> [WHAT THE TASK ASKS]:
From the page text below, list each letter given in the solution with the value assigned to it.

> [PAGE TEXT]:
=-=-=-=-=

The solution to this problem is:
- A = 1
- B = 4
- C = 2
- D = 8
- E = 5
- F = 7
declare
% converts a list of numbers into an integer.
fun {Int Xs}
{FoldL Xs fun {$ I J} {FD.plus {FD.times 10 I} J} end 0}
end
% solution
local
proc {Rotate Answer}
A B C D E F
Vars = [A B C D E F]
in
Answer = Vars
Vars ::: 1#9
{FD.distinct Vars}
{Int Vars} * 3 =: {Int [B C D E F A]}
{Int Vars} * 2 =: {Int [C D E F A B]}
{Int Vars} * 6 =: {Int [D E F A B C]}
{Int Vars} * 4 =: {Int [E F A B C D]}
{Int Vars} * 5 =: {Int [F A B C D E]}
{FD.distribute ff Vars}
end
in
{Browse {SearchAll Rotate}}
end
[edit] Divisible Permutations
This problem was uninteresting other than solving for divisibility by 7. I tried 4 methods and finally settled on Wells 3
- Wells 3: Take the most significant digit multiplied by 3 added to the next most significant digit. Rinse. Repeat. If the resulting integer is div7, the original integer is also div7.
- Wells 5: Take the least significant digit multiplied by 5 added to the next least significant digit. Recurisve of course. If the resulting integer is div7, the original integer is also div7.

=-=-=-=-=

> [DATA EXTRACT]:
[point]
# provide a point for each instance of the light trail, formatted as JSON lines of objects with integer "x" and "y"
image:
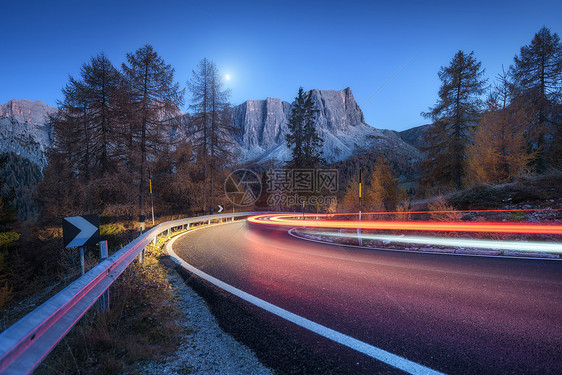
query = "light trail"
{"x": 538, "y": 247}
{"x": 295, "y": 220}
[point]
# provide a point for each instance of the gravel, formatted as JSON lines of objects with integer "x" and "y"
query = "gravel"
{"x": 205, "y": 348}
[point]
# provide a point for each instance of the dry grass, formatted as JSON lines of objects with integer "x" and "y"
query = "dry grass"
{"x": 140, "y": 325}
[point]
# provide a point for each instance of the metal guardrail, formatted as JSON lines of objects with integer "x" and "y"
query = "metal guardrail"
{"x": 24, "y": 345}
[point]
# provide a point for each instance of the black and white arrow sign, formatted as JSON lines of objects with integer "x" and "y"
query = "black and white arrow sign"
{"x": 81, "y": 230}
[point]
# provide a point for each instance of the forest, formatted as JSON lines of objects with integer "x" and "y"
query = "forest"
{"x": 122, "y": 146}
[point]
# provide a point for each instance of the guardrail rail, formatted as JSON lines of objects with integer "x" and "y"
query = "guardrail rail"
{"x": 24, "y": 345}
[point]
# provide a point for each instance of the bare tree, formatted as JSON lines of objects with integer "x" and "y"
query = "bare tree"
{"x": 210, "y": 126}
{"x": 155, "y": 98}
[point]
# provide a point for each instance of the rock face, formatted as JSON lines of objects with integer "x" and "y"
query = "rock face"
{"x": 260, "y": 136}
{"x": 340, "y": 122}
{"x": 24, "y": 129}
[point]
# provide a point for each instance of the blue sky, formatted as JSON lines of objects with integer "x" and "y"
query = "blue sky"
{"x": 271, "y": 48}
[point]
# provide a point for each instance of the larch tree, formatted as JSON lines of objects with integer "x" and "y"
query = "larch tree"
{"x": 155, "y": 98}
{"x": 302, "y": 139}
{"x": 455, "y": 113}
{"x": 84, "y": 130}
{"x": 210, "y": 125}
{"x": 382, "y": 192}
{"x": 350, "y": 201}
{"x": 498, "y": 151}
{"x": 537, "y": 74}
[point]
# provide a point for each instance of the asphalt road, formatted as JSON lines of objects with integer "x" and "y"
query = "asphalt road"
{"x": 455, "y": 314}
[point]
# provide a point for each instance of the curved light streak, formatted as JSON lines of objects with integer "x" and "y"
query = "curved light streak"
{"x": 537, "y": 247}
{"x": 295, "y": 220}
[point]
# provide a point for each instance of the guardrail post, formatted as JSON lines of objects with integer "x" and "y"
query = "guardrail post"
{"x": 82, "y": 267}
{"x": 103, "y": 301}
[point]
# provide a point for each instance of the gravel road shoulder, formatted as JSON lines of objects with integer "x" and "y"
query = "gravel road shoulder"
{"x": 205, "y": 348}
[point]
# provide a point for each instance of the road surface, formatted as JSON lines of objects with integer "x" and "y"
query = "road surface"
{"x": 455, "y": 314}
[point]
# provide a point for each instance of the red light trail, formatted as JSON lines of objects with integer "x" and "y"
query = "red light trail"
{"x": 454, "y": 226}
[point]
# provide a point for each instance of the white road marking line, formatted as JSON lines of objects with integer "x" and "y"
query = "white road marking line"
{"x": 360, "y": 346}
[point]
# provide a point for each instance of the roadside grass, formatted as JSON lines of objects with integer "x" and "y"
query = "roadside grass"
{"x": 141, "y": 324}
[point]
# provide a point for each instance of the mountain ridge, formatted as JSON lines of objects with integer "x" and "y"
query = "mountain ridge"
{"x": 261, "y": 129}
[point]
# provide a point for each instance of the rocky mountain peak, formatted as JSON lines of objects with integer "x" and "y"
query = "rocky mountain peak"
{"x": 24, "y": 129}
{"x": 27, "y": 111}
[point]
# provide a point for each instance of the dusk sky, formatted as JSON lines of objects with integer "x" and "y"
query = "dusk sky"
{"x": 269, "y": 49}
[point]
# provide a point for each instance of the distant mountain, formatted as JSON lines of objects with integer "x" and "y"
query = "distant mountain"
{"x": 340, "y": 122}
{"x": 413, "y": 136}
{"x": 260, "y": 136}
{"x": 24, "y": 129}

=-=-=-=-=

> [PROBLEM SOLUTION]:
A = 1, B = 4, C = 2, D = 8, E = 5, F = 7